— AUFGABEN —
1. Geben Sie den Abschnitt des Ausgangstexts von „Aus heiterem Himmel“ bis „Plans von außerhalb?“ wörtlich wieder.
2. Welche grundlegenden Vorgängermoleküle des Lebens zählt der Ausgangstext auf? Nennen Sie alle.
3. Übersetzen Sie den folgenden Satz aus dem Ausgangstext ins Englische: „Der Darstellung der modernen Wissenschaft zufolge war die Erde der Vorzeit ein stürmischer Ort.“

— AUSGANGSTEXT —
════════

Aus heiterem Himmel
War die Entstehung des Lebens hier auf der Erde ein glücklicher Zufall von Physik und Chemie? Oder war sie die Folge eines außerirdischen Ereignisses, sogar eines gezielten Plans von außerhalb?
Der Darstellung der modernen Wissenschaft zufolge war die Erde der Vorzeit ein stürmischer Ort. In seiner Anfangszeit, wahrscheinlich vor über 4,6 Milliarden Jahren, war unser Planet in seiner vulkanischen Jugendphase: Das Meer dampfte, sein Boden war voller kochender Schlote, der sauerstofflose Himmel durchzogen von einem Meteor-Bombardement. Dennoch glauben die meisten Biologen, dass sich in diesem höllischen Hexenkessel sehr früh die ersten Zellen gebildet haben – das Leben selbst.
Was spricht dafür? Zwar sind alle geologischen Belege aus jener Zeit durch Erosion und tektonisches Recycling verloren gegangen, doch enthalten einige der ältesten gefundenen Steine Fossilien von bakterienähnlichen Zellen.
Das ist ein Rätsel. Wie konnten sie sich unter solch lebensfeindlichen Bedingungen in situ entwickeln? Charles Darwin meinte einmal, das Leben habe vielleicht in einem „warmen, kleinen Tümpel“ begonnen, aber diese frühen Bedingungen scheinen dafür zu extrem. Der zeitliche Ablauf erscheint einfach zu plötzlich für eine Herausbildung der komplexen Details des Prozesses Leben durch natürliche Selektion. Dass sich aus Chemikalien spontan Zellen bilden, die durch Stoffwechsel, Genetik und Fortpflanzung charakterisiert sind, wurde nie beobachtet, trotz entsprechender Versuche. Nicht einmal unter den besten Bedingungen in den besten Labors, gefüllt mit allen erforderlichen Chemikalien, konnte je eine Forscherin oder ein Forscher eine Zelle neu erschaffen. Man kann neue Gene konstruieren und einbauen, um eine Zelle mit neu geschaffenem Genom herzustellen, doch die Formel beginnt immer mit einer bereits bestehenden Zelle.
Gegen alle Wahrscheinlichkeit?
Schon die Entwicklung von grundlegenden Vorgängermolekülen des Lebens – Amino- und Nukleinsäuren, Lipiden und Kohlehydraten – erfordert komplexe chemische Rezepte. Wenn das gelingt, müssen noch funktionelle Membranen, Passagen und Leitungen zur Energieaufnahme entstehen, dann müssen sie obendrein inhärent die Erbinformationen konfigurieren, die nötig sind, um das wieder und wieder zu tun. Und all dies muss, so die materialistische Sicht, sich selbst organisieren, ohne vorausgehendes Denken oder Ziel. Das wird Abiogenese genannt – die Theorie, dass das Leben irgendwann in ferner Vorzeit aus lebloser Materie entsprungen ist.

════════

— Gespeicherte Dateneinträge —
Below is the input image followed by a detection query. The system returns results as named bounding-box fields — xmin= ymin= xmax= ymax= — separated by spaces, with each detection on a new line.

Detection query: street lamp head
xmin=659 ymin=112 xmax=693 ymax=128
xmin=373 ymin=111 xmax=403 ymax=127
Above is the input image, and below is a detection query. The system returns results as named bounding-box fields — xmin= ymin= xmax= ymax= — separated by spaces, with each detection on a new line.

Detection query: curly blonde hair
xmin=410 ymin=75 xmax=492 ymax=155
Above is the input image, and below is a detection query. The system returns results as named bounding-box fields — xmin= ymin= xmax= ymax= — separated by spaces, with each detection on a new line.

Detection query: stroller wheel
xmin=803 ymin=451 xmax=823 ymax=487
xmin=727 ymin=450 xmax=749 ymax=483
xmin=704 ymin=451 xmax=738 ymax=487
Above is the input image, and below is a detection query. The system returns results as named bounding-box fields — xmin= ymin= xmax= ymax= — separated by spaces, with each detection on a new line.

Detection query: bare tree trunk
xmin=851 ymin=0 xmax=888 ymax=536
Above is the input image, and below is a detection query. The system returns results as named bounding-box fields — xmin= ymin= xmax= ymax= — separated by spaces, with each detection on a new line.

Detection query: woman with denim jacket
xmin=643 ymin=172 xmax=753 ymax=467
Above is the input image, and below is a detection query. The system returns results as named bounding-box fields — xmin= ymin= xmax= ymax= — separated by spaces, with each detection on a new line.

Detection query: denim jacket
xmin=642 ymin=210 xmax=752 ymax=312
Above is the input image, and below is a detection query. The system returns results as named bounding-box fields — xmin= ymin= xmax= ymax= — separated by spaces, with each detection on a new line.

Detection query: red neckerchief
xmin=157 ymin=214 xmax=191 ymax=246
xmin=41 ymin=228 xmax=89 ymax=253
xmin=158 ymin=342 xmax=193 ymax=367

════════

— IHRE ANTWORTEN —
1.
Aus heiterem Himmel
War die Entstehung des Lebens hier auf der Erde ein glücklicher Zufall von Physik und Chemie? Oder war sie die Folge eines außerirdischen Ereignisses, sogar eines gezielten Plans von außerhalb?

2. Aminosäuren, Nukleinsäuren, Lipide, Kohlehydrate

3. According to the account of modern science, the early Earth was a stormy place.